**EXERCISE BRIEF:** Leaving the pictures aside, transcribe the data below exactly.

**DATA:**
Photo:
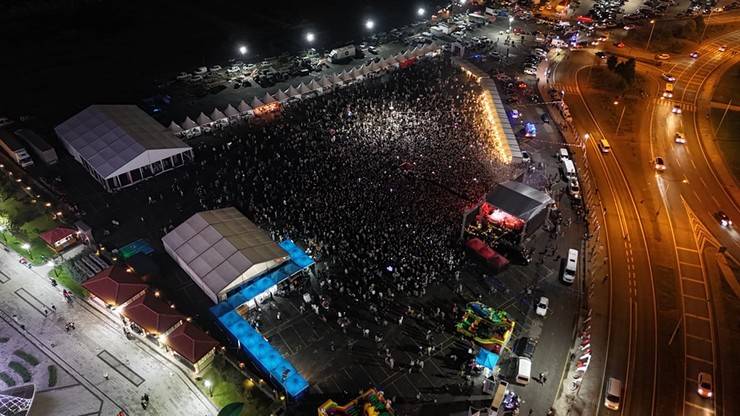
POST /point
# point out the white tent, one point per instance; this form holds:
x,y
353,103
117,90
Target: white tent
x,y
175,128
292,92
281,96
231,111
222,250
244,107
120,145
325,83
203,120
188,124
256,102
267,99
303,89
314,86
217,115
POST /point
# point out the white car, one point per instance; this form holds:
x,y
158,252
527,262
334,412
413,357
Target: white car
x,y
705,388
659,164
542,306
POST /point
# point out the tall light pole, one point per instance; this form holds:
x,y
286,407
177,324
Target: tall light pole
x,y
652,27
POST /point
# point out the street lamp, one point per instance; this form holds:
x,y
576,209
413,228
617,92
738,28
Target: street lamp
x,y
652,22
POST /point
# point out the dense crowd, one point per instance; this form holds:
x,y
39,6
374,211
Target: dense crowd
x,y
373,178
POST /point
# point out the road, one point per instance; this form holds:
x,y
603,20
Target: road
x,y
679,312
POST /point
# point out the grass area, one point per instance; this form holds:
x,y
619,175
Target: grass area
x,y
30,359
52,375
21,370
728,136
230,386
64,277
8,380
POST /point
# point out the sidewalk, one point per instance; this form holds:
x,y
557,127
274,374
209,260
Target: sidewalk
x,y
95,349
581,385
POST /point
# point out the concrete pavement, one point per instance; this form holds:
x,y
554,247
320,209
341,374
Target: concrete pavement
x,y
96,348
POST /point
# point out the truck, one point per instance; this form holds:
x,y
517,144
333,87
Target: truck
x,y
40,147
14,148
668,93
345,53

**RESULT:**
Photo:
POST /point
# point out the white tent, one point per instance; this form holds:
x,y
353,103
117,90
Target: white tent
x,y
175,128
292,92
281,96
231,111
222,250
244,107
120,145
325,83
203,120
188,124
256,102
267,99
303,89
314,86
217,115
POST /point
# point out the white car, one point per instance; this form holds:
x,y
158,252
527,262
334,412
413,357
Target: white car
x,y
705,388
659,164
542,306
POST /point
# point out the tall light pole, one point per instance; this form holds:
x,y
286,407
177,324
Target: tall light pole
x,y
652,27
POST /point
# point out the street lamp, one point per instance; this form holds:
x,y
576,209
413,228
617,92
738,28
Target: street lamp
x,y
652,22
POST /point
# point out the dense crowd, one point per instance; this form holds:
x,y
39,6
374,211
Target: dense crowd
x,y
373,178
POST /point
# point out the road, one point per instance; this form holds:
x,y
603,20
Target: road
x,y
679,312
POST /point
# point out the grass area, one point per instance; this form holds:
x,y
619,175
Target: grass area
x,y
30,359
52,375
21,370
728,136
230,386
64,277
8,380
POST /point
# point out the sidewalk, one point per instance; this form holds:
x,y
557,127
274,374
209,260
Target: sidewalk
x,y
95,349
581,385
POST /point
# point out the concrete pavement, one point per instance; this form holds:
x,y
554,247
320,209
341,374
Target: concrete pavement
x,y
96,348
POST /point
# point out the truck, one point per instance; this form holds:
x,y
517,144
333,87
Target: truck
x,y
40,147
14,148
668,93
345,53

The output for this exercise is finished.